Next week, the Federal Reserve (Fed) will announce its monetary policy decision. Market expectations suggest no change in policy despite the robust economy and tight labor market, as inflation slows but remains above target. In terms of economic data, the focus will be on employment figures, including the ADP Private Employment report on Wednesday, Jobless Claims on Thursday, and Nonfarm Payrolls on Friday. The Employment Cost Index, scheduled for release on Tuesday, one day before the FOMC decision, will also be important.
Despite declining Treasury yields, the DXY posted weekly gains. Robust US economic data and risk aversion supported the Greenback. Major Wall Street indices recorded their lowest weekly closes in months due to corporate results, geopolitical risks, expectations of higher interest rates for a longer period, and a gloomy global economic outlook
The European Central Bank (ECB) kept interest rates steady, and market consensus suggests they are done with rate hikes. The ECB ended a streak of ten consecutive rate hikes as inflation slowed down and amid increasing economic uncertainty with the Eurozone on the brink of recession.
The Euro finished the week lower against the US Dollar, retreating from the monthly highs reached on Tuesday. EUR/USD encountered resistance at 1.0690, the confluence of the 55-week and 100-week Simple Moving Averages (SMA), and pulled back. The pair managed to avoid a close below 1.0500, which would indicate further weakness.
Eurozone inflation data is due next week, with preliminary figures for October. It will be crucial for market expectations and also for the ECB's outlook. A rebound in inflation could change the perception of the central bank, but it may not necessarily boost the Euro. The headline Consumer Price Index (CPI) for the region is expected to fall to 3.1% from 4.4%.
The Bank of Japan will announce its monetary policy decision on Tuesday. There could be news regarding an increase in the 10-year yield cap. A no change in policy here could impact the Japanese Yen, potentially increasing fears of intervention from Japanese authorities to curb the Yen's weakness. Market participants will also closely analyze the updated macro forecasts from the BoJ. USD/JPY pulled back sharply on Friday, ending the week in negative territory below 150.00.

STORED DATA:
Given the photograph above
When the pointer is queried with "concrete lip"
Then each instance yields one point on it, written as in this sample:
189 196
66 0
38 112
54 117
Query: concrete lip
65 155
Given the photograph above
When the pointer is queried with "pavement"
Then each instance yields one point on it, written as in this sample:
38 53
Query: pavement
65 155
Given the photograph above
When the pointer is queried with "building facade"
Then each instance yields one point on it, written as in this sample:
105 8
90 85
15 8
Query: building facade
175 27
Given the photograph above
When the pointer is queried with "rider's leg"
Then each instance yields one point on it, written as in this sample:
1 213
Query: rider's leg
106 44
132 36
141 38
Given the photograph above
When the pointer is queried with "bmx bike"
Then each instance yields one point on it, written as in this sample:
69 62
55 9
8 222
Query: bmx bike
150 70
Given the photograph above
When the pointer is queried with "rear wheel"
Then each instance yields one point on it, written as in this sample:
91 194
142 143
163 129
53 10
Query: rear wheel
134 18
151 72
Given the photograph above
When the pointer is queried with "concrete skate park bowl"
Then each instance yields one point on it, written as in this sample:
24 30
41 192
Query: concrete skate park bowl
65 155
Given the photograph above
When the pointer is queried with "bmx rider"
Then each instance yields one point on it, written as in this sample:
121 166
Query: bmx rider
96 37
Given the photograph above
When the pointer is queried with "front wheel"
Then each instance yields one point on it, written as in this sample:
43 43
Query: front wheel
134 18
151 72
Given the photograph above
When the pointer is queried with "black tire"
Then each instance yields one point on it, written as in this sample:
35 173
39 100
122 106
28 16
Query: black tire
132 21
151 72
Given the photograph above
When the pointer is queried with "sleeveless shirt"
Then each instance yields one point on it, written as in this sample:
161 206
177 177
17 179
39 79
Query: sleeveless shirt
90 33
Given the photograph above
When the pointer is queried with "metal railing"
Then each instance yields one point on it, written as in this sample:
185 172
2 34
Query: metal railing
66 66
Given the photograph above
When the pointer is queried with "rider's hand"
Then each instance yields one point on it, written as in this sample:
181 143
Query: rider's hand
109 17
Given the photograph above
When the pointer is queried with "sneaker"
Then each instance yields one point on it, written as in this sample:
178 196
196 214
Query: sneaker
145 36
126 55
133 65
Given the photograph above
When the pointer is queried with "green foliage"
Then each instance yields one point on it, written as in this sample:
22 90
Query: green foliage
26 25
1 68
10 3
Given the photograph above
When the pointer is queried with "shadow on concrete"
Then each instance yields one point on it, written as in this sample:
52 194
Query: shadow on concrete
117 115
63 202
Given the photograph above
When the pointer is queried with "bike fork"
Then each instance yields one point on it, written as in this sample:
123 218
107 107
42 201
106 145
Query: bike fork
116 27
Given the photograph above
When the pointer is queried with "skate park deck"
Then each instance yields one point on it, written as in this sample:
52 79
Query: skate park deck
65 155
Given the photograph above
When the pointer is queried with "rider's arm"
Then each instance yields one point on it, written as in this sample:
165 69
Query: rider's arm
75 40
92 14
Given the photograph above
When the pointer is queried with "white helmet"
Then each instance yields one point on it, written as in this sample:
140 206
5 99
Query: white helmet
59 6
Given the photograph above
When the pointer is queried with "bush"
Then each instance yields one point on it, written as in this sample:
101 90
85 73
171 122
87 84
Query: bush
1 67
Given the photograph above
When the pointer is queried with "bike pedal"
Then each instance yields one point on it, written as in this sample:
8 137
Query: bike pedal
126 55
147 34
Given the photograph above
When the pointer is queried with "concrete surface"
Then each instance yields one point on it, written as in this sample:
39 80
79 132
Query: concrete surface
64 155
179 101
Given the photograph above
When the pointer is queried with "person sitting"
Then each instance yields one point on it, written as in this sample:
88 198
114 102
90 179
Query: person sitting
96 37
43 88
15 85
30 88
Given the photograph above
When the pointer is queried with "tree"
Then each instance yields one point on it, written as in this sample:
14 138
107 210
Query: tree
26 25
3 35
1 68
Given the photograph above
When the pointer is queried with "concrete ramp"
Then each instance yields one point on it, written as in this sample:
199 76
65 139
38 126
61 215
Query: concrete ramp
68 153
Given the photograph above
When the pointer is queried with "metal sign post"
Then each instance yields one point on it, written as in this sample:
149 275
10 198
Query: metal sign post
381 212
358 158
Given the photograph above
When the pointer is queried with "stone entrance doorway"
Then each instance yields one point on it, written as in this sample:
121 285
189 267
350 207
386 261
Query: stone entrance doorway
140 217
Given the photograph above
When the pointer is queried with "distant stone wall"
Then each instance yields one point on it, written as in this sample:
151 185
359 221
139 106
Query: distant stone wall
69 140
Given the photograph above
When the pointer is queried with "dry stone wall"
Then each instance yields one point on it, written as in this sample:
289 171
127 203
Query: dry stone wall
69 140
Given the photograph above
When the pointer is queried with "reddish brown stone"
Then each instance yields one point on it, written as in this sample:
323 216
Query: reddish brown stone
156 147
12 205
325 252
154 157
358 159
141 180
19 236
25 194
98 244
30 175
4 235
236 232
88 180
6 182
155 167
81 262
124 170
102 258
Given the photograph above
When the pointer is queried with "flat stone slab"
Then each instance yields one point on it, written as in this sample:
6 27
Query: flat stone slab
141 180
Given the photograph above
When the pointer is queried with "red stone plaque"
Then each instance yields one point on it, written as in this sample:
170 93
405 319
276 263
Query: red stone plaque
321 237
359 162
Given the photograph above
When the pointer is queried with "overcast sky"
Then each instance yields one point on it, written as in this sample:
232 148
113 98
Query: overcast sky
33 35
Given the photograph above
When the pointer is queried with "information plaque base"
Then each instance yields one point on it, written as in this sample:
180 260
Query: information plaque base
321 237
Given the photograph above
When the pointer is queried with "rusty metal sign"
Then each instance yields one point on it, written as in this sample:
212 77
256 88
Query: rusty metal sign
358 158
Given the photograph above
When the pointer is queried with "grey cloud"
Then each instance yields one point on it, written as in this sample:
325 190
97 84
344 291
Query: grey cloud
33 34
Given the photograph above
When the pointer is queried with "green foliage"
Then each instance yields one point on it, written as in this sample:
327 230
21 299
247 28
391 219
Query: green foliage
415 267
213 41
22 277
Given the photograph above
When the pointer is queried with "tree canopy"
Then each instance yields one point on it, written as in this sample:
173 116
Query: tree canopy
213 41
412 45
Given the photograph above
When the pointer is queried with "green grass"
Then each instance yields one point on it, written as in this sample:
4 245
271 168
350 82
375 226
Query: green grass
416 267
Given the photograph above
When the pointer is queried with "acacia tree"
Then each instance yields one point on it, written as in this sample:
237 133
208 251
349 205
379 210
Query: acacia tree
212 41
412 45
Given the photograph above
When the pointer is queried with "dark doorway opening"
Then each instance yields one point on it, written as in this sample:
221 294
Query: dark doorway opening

TASK SET:
(1) Write out the stretch of the market outlook from "The Euro finished" through "indicate further weakness.".
(2) Based on the market outlook, do the following statements agree with it? Answer each with yes or no, and quote the words that decide it.
(a) The European Central Bank raised interest rates again.
(b) EUR/USD closed the week below 1.0500.
(c) USD/JPY ended the week below 150.00.
(3) Carry on the market outlook from the point where it stops.

WRITTEN ANSWERS:
(1)
The Euro finished the week lower against the US Dollar, retreating from the monthly highs reached on Tuesday. EUR/USD encountered resistance at 1.0690, the confluence of the 55-week and 100-week Simple Moving Averages (SMA), and pulled back. The pair managed to avoid a close below 1.0500, which would indicate further weakness.

(2)
(a) No: "The European Central Bank (ECB) kept interest rates steady"
(b) No: "The pair managed to avoid a close below 1.0500"
(c) Yes: "ending the week in negative territory below 150.00"

(3)
GBP/USD failed to hold onto gains and finished the week with losses, posting the lowest weekly close since March. However, the pair avoided hitting new year-to-date lows, and stayed above 1.2100. The Bank of England (BoE) will have its monetary policy meeting, with consensus expecting no change.
Analysts at TD Securities on BoE:
There have been virtually no signs of strength in the recent data, and as such, we look for a comfortable 8-1 vote in favour of a hold. Moreover, forward guidance will likely be softened a bit, in light of the weaker economic outlook—signaling a pretty high bar for further hikes.
Next week, Chinese data, including the Purchasing Managers' Index (PMI), will be important for market sentiment and particularly for Antipodean currencies, which remain under pressure and are trading near monthly lows due to a stronger US Dollar, geopolitical factors, and the global outlook.
AUD/USD hit one-year lows but quickly rebounded to a familiar range between 0.6280 and 0.6400. The overall trend is downward, but a daily close above 0.6400 could indicate a more sustainable rebound.
Australia will report retail sales data next week. Market participants see that the Reserve Bank of Australia (RBA) could raise interest rates at their November 7 meeting, following the latest round of inflation data. The Australian Dollar was the best performer among G10 currencies during the week, driven by these expectations.
The Canadian Dollar was the weakest performer. USD/CAD rose for the fourth consecutive week, posting its highest close since October 2022 above 1.3850. Canada will release employment data next Friday.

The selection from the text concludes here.